TRAVAIL À FAIRE =>
1. Répondez aux questions suivantes sur l'extrait relatif à la révision de la pension militaire d'invalidité :
(a) À compter de quelle date la pension militaire d'invalidité a-t-elle été concédée ?
(b) À quelles dates sont survenus les accidents de service ?
(c) À quelle date M. A... a-t-il été victime d'une chute ?
2. Reprenez la rédaction de l'extrait relatif à la révision de la pension militaire d'invalidité à la suite de sa dernière phrase.

EXTRAIT À LIRE =>
5 Il est, en premier lieu, constant que l'infirmité unique au titre de laquelle a été concédée à compter du 26 août 2013 la pension militaire d'invalidité dont l'intéressé demande la révision consiste en des séquelles post-traumatiques des accidents de service survenus les 16 mai 1986 et 25 juillet 1993 affectant son genou gauche et énumérées dans l'arrêté du 4 janvier 2016.
6 En second lieu, il résulte de l'instruction, notamment de l'expertise du 22 février 2019 et des éléments médicaux produits au dossier, dont l'expertise du 16 mars 2017, qu'à la date de la demande de révision de la pension à laquelle il doit s'apprécier, l'état de santé de M. A... se caractérisait par la pathologie post-traumatique affectant son genou gauche consécutive aux accidents de service et une arthrose affectant, s'agissant d'ailleurs du tronc cervical à la date de la concession de pension, plusieurs des articulations de l'intéressé, dont la hanche gauche. Il ne ressort pas par ailleurs de l'ensemble des constatations médicales produites au dossier que, si la chute dont M. A... a été victime le 16 juin 2016 est consécutive à une dérobade de son genou gauche elle-même engendrée par la limitation fonctionnelle de l'articulation en lien avec les accidents de service, les conséquences de cette chute, résorbées, s'inscriraient dans une aggravation permanente de l'infirmité pensionnée. Enfin, si M. A... fait valoir une aggravation de l'intensité des gonalgies, le rapprochement entre les descriptions de l'infirmité pensionnée à la date de la concession de pension et à la date de la demande de révision ne révèlent pas une aggravation significative des atteintes fonctionnelles ou de l'état de santé objectif de l'intéressé au regard de cette infirmité.

JEU DE DONNÉES =>

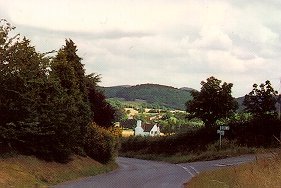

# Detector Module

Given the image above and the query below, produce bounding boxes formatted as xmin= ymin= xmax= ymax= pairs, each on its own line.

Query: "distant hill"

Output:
xmin=102 ymin=84 xmax=192 ymax=110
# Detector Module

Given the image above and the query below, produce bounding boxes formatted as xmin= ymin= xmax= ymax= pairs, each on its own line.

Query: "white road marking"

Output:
xmin=189 ymin=166 xmax=199 ymax=174
xmin=176 ymin=164 xmax=199 ymax=177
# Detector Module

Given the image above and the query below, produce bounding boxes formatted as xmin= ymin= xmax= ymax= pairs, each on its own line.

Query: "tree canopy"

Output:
xmin=242 ymin=80 xmax=279 ymax=118
xmin=186 ymin=76 xmax=238 ymax=127
xmin=0 ymin=19 xmax=115 ymax=162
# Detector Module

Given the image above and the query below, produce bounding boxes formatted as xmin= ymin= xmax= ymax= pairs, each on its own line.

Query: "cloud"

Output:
xmin=0 ymin=0 xmax=281 ymax=96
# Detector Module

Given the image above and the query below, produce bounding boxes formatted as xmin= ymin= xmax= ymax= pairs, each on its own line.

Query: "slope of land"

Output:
xmin=99 ymin=84 xmax=192 ymax=110
xmin=0 ymin=156 xmax=118 ymax=188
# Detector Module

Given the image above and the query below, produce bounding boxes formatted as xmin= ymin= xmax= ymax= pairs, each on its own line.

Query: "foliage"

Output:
xmin=84 ymin=124 xmax=119 ymax=163
xmin=243 ymin=80 xmax=279 ymax=119
xmin=0 ymin=20 xmax=114 ymax=162
xmin=103 ymin=84 xmax=192 ymax=110
xmin=89 ymin=88 xmax=116 ymax=128
xmin=186 ymin=76 xmax=238 ymax=128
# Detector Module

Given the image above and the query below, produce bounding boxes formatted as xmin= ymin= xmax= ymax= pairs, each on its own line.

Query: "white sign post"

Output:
xmin=217 ymin=126 xmax=230 ymax=150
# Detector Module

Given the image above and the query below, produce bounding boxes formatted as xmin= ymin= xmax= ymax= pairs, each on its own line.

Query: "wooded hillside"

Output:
xmin=102 ymin=84 xmax=192 ymax=110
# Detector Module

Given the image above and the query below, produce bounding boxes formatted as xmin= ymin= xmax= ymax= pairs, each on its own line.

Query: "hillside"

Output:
xmin=102 ymin=84 xmax=192 ymax=110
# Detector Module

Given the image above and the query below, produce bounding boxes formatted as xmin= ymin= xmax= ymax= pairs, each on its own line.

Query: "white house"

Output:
xmin=135 ymin=120 xmax=160 ymax=136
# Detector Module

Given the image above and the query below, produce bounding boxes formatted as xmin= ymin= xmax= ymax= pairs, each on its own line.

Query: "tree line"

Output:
xmin=0 ymin=19 xmax=118 ymax=162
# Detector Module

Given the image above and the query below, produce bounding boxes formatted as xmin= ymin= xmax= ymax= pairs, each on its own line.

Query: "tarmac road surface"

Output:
xmin=55 ymin=155 xmax=256 ymax=188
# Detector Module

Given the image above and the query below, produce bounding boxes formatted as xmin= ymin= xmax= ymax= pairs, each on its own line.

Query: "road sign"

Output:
xmin=217 ymin=130 xmax=224 ymax=135
xmin=220 ymin=126 xmax=230 ymax=131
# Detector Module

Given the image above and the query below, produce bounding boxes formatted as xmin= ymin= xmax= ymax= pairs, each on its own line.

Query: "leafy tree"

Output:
xmin=186 ymin=76 xmax=238 ymax=128
xmin=89 ymin=87 xmax=116 ymax=128
xmin=242 ymin=80 xmax=278 ymax=118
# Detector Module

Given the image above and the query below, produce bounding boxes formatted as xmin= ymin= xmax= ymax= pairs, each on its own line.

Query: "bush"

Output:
xmin=84 ymin=124 xmax=119 ymax=164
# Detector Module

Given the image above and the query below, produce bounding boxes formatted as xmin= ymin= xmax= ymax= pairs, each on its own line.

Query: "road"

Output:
xmin=54 ymin=155 xmax=255 ymax=188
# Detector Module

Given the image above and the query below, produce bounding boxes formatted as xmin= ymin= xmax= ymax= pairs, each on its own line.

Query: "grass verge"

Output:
xmin=0 ymin=156 xmax=118 ymax=188
xmin=119 ymin=147 xmax=264 ymax=164
xmin=186 ymin=153 xmax=281 ymax=188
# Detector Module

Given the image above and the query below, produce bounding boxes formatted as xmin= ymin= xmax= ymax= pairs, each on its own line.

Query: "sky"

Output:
xmin=0 ymin=0 xmax=281 ymax=97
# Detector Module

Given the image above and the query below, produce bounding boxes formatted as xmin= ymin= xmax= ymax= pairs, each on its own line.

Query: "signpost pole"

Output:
xmin=220 ymin=126 xmax=222 ymax=150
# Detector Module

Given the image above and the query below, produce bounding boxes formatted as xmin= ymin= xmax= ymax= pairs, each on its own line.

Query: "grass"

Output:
xmin=186 ymin=153 xmax=281 ymax=188
xmin=119 ymin=147 xmax=264 ymax=164
xmin=122 ymin=129 xmax=134 ymax=137
xmin=0 ymin=156 xmax=118 ymax=188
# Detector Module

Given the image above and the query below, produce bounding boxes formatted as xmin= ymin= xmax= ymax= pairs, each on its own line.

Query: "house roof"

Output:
xmin=141 ymin=123 xmax=159 ymax=132
xmin=141 ymin=124 xmax=154 ymax=132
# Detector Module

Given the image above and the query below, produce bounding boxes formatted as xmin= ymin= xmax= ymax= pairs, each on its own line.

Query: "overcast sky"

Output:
xmin=0 ymin=0 xmax=281 ymax=97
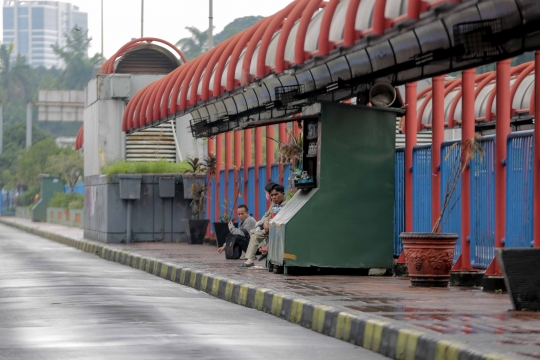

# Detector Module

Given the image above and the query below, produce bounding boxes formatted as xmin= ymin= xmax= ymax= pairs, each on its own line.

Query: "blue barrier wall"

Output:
xmin=440 ymin=141 xmax=461 ymax=262
xmin=394 ymin=148 xmax=405 ymax=256
xmin=210 ymin=131 xmax=534 ymax=262
xmin=505 ymin=131 xmax=534 ymax=248
xmin=412 ymin=145 xmax=433 ymax=232
xmin=64 ymin=184 xmax=84 ymax=195
xmin=210 ymin=164 xmax=291 ymax=221
xmin=470 ymin=136 xmax=495 ymax=269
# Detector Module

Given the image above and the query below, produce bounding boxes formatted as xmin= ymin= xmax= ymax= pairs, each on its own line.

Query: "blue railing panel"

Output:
xmin=283 ymin=164 xmax=292 ymax=190
xmin=64 ymin=184 xmax=84 ymax=195
xmin=225 ymin=169 xmax=238 ymax=217
xmin=208 ymin=178 xmax=217 ymax=225
xmin=218 ymin=170 xmax=225 ymax=221
xmin=257 ymin=165 xmax=268 ymax=218
xmin=246 ymin=166 xmax=258 ymax=220
xmin=470 ymin=136 xmax=495 ymax=269
xmin=505 ymin=131 xmax=534 ymax=248
xmin=412 ymin=145 xmax=433 ymax=232
xmin=394 ymin=149 xmax=405 ymax=256
xmin=440 ymin=141 xmax=461 ymax=262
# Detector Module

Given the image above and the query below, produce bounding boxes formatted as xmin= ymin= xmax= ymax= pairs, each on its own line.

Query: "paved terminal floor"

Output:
xmin=0 ymin=225 xmax=385 ymax=360
xmin=4 ymin=218 xmax=540 ymax=359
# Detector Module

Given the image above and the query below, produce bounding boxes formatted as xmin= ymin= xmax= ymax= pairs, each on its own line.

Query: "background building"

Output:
xmin=3 ymin=0 xmax=88 ymax=68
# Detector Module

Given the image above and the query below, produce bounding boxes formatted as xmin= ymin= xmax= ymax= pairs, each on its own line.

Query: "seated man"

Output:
xmin=218 ymin=205 xmax=257 ymax=253
xmin=239 ymin=185 xmax=287 ymax=268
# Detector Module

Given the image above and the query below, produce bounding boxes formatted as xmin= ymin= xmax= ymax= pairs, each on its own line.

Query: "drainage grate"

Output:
xmin=454 ymin=19 xmax=504 ymax=61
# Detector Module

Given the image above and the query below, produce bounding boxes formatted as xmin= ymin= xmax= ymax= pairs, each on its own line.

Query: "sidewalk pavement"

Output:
xmin=0 ymin=217 xmax=540 ymax=360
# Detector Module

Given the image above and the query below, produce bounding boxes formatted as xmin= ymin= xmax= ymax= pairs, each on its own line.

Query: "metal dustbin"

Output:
xmin=118 ymin=175 xmax=142 ymax=244
xmin=268 ymin=103 xmax=400 ymax=274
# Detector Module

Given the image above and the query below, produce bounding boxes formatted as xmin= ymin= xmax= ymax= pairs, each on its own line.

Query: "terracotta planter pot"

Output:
xmin=400 ymin=233 xmax=459 ymax=287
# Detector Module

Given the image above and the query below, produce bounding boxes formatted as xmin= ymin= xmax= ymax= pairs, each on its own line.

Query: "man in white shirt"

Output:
xmin=218 ymin=205 xmax=257 ymax=253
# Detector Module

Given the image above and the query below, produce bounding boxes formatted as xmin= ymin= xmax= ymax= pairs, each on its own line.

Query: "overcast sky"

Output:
xmin=0 ymin=0 xmax=292 ymax=57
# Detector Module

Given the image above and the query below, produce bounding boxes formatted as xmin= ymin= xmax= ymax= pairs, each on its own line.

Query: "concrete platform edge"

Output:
xmin=0 ymin=218 xmax=511 ymax=360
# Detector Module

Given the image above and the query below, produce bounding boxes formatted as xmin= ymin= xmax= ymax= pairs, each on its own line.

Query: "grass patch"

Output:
xmin=49 ymin=193 xmax=84 ymax=210
xmin=102 ymin=160 xmax=189 ymax=179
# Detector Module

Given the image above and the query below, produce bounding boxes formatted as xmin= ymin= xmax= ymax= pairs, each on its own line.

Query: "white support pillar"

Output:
xmin=26 ymin=101 xmax=32 ymax=150
xmin=0 ymin=101 xmax=4 ymax=155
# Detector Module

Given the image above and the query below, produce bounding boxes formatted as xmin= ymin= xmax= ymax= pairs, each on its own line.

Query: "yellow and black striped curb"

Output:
xmin=0 ymin=219 xmax=511 ymax=360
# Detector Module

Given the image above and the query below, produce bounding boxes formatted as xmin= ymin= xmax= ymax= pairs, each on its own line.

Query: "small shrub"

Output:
xmin=69 ymin=198 xmax=84 ymax=210
xmin=16 ymin=186 xmax=39 ymax=206
xmin=49 ymin=193 xmax=84 ymax=209
xmin=102 ymin=160 xmax=189 ymax=179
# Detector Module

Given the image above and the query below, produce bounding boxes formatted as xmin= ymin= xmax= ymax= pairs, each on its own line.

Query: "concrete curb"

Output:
xmin=0 ymin=219 xmax=511 ymax=360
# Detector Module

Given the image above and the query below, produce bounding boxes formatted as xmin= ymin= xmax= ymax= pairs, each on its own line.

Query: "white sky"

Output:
xmin=0 ymin=0 xmax=293 ymax=58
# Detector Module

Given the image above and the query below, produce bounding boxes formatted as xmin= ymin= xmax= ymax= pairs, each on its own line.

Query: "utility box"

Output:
xmin=159 ymin=177 xmax=176 ymax=198
xmin=268 ymin=103 xmax=402 ymax=273
xmin=110 ymin=74 xmax=131 ymax=99
xmin=119 ymin=175 xmax=142 ymax=200
xmin=32 ymin=175 xmax=64 ymax=222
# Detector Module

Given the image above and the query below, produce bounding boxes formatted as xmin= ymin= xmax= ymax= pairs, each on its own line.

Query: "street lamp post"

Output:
xmin=208 ymin=0 xmax=214 ymax=50
xmin=141 ymin=0 xmax=144 ymax=37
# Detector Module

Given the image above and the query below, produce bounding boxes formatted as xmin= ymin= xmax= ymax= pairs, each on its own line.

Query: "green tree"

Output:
xmin=0 ymin=43 xmax=32 ymax=103
xmin=0 ymin=123 xmax=48 ymax=189
xmin=17 ymin=138 xmax=61 ymax=187
xmin=176 ymin=16 xmax=263 ymax=60
xmin=214 ymin=16 xmax=263 ymax=44
xmin=52 ymin=28 xmax=101 ymax=90
xmin=47 ymin=148 xmax=84 ymax=192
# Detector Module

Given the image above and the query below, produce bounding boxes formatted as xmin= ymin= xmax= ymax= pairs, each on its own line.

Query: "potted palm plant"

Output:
xmin=182 ymin=154 xmax=216 ymax=244
xmin=400 ymin=135 xmax=484 ymax=287
xmin=182 ymin=157 xmax=207 ymax=199
xmin=214 ymin=193 xmax=240 ymax=247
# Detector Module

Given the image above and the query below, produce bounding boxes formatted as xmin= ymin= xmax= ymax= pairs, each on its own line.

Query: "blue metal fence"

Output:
xmin=505 ymin=131 xmax=534 ymax=248
xmin=412 ymin=144 xmax=432 ymax=232
xmin=394 ymin=148 xmax=405 ymax=256
xmin=470 ymin=136 xmax=495 ymax=269
xmin=213 ymin=164 xmax=291 ymax=219
xmin=64 ymin=184 xmax=84 ymax=195
xmin=246 ymin=166 xmax=258 ymax=220
xmin=441 ymin=140 xmax=461 ymax=262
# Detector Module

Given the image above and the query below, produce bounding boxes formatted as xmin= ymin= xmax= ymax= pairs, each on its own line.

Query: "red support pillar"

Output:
xmin=407 ymin=0 xmax=422 ymax=20
xmin=206 ymin=138 xmax=217 ymax=222
xmin=265 ymin=125 xmax=277 ymax=184
xmin=431 ymin=75 xmax=444 ymax=232
xmin=453 ymin=69 xmax=475 ymax=271
xmin=495 ymin=59 xmax=511 ymax=256
xmin=278 ymin=123 xmax=289 ymax=184
xmin=214 ymin=134 xmax=223 ymax=221
xmin=243 ymin=129 xmax=255 ymax=214
xmin=405 ymin=82 xmax=417 ymax=232
xmin=253 ymin=127 xmax=265 ymax=220
xmin=231 ymin=131 xmax=242 ymax=217
xmin=223 ymin=131 xmax=233 ymax=214
xmin=533 ymin=51 xmax=540 ymax=247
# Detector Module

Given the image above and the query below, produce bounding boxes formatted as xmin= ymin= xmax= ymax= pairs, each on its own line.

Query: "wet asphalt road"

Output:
xmin=0 ymin=225 xmax=386 ymax=360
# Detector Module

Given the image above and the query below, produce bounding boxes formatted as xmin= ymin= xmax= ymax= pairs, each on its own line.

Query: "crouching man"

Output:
xmin=218 ymin=205 xmax=257 ymax=253
xmin=239 ymin=184 xmax=287 ymax=268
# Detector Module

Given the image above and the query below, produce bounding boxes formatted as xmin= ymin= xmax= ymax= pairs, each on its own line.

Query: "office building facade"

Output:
xmin=3 ymin=0 xmax=88 ymax=68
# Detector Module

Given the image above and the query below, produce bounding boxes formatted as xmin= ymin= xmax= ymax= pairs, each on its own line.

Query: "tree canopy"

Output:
xmin=51 ymin=28 xmax=101 ymax=90
xmin=176 ymin=16 xmax=263 ymax=60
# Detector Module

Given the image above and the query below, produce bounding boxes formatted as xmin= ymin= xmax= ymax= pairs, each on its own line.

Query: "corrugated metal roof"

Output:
xmin=126 ymin=123 xmax=176 ymax=162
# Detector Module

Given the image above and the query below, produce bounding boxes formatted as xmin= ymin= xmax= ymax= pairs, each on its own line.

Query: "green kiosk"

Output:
xmin=268 ymin=102 xmax=403 ymax=274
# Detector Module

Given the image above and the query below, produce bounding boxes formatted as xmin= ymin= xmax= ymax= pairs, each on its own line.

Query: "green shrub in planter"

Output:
xmin=102 ymin=160 xmax=188 ymax=178
xmin=49 ymin=193 xmax=84 ymax=209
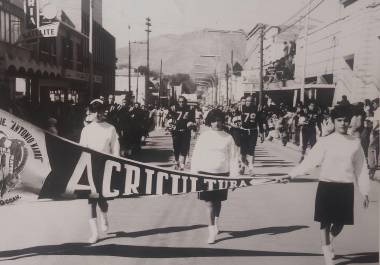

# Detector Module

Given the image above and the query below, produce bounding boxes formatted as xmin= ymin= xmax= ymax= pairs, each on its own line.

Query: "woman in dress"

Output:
xmin=282 ymin=103 xmax=369 ymax=265
xmin=191 ymin=109 xmax=238 ymax=244
xmin=79 ymin=99 xmax=120 ymax=244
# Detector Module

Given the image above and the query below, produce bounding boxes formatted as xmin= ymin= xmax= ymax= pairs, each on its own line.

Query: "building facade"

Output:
xmin=243 ymin=0 xmax=380 ymax=106
xmin=0 ymin=0 xmax=116 ymax=115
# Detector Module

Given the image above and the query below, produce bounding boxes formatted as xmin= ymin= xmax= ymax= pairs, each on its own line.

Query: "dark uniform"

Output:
xmin=301 ymin=109 xmax=320 ymax=156
xmin=169 ymin=106 xmax=195 ymax=161
xmin=240 ymin=105 xmax=263 ymax=156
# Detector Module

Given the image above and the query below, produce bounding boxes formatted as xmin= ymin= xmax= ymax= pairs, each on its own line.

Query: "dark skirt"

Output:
xmin=198 ymin=171 xmax=230 ymax=202
xmin=314 ymin=181 xmax=354 ymax=228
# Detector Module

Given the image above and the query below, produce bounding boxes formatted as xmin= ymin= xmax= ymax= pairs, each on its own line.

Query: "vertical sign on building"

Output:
xmin=25 ymin=0 xmax=39 ymax=30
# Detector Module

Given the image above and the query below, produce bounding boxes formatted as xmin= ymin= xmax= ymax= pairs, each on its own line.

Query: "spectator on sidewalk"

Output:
xmin=191 ymin=109 xmax=238 ymax=244
xmin=299 ymin=101 xmax=320 ymax=162
xmin=368 ymin=98 xmax=380 ymax=179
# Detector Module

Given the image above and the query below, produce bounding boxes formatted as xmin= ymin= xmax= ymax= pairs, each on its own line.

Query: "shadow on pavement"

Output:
xmin=0 ymin=243 xmax=321 ymax=261
xmin=290 ymin=178 xmax=318 ymax=183
xmin=216 ymin=225 xmax=309 ymax=242
xmin=105 ymin=225 xmax=207 ymax=239
xmin=130 ymin=149 xmax=173 ymax=163
xmin=336 ymin=252 xmax=379 ymax=265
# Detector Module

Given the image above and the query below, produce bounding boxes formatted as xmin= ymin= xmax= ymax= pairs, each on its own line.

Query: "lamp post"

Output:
xmin=200 ymin=54 xmax=220 ymax=105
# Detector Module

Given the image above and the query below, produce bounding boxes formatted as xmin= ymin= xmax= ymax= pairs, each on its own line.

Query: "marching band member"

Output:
xmin=170 ymin=96 xmax=195 ymax=170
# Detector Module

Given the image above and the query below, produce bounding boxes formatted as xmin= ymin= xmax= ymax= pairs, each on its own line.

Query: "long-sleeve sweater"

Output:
xmin=289 ymin=132 xmax=369 ymax=196
xmin=191 ymin=129 xmax=238 ymax=176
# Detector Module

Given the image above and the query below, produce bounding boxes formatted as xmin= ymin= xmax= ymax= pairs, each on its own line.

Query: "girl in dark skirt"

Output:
xmin=191 ymin=109 xmax=238 ymax=244
xmin=288 ymin=106 xmax=369 ymax=265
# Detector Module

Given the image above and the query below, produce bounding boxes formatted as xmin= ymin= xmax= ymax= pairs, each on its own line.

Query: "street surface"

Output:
xmin=0 ymin=128 xmax=380 ymax=265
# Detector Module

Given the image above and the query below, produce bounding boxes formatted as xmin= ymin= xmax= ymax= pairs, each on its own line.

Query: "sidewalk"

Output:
xmin=266 ymin=135 xmax=380 ymax=178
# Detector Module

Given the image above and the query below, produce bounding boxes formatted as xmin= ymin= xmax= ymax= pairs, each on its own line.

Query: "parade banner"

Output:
xmin=0 ymin=110 xmax=274 ymax=206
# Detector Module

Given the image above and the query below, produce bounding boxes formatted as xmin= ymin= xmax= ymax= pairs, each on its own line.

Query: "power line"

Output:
xmin=280 ymin=0 xmax=325 ymax=37
xmin=281 ymin=0 xmax=316 ymax=25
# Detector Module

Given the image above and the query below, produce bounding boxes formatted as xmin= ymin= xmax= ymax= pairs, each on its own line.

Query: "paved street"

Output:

RÉSULTATS DANS L'ORDRE =>
1.
(a) Le 26 août 2013.
(b) Le 16 mai 1986 et le 25 juillet 1993.
(c) Le 16 juin 2016.

2.
7 Dans ces conditions, M. A... n'établit pas, à la date de sa demande de révision, d'aggravation de l'infirmité au titre de laquelle il est pensionné.
8 Il résulte de tout ce qui précède que M. A... n'est pas fondé à soutenir que c'est à tort que, par le jugement attaqué, le tribunal des pensions militaires de Dijon a rejeté sa demande. Sa requête doit dès lors être rejetée.




DÉCIDE :


Article 1er : La requête de M. A... est rejetée.
Article 2 : Le présent arrêt sera notifié à M. B... A... et à la ministre des armées.
Délibéré après l'audience du 25 mars 2021 à laquelle siégeaient :
M. Josserand-Jaillet, président de chambre,
M. Seillet, président assesseur ;
Mme Djebiri, premier conseiller.
Rendu public par mise à disposition au greffe le 15 avril 2021.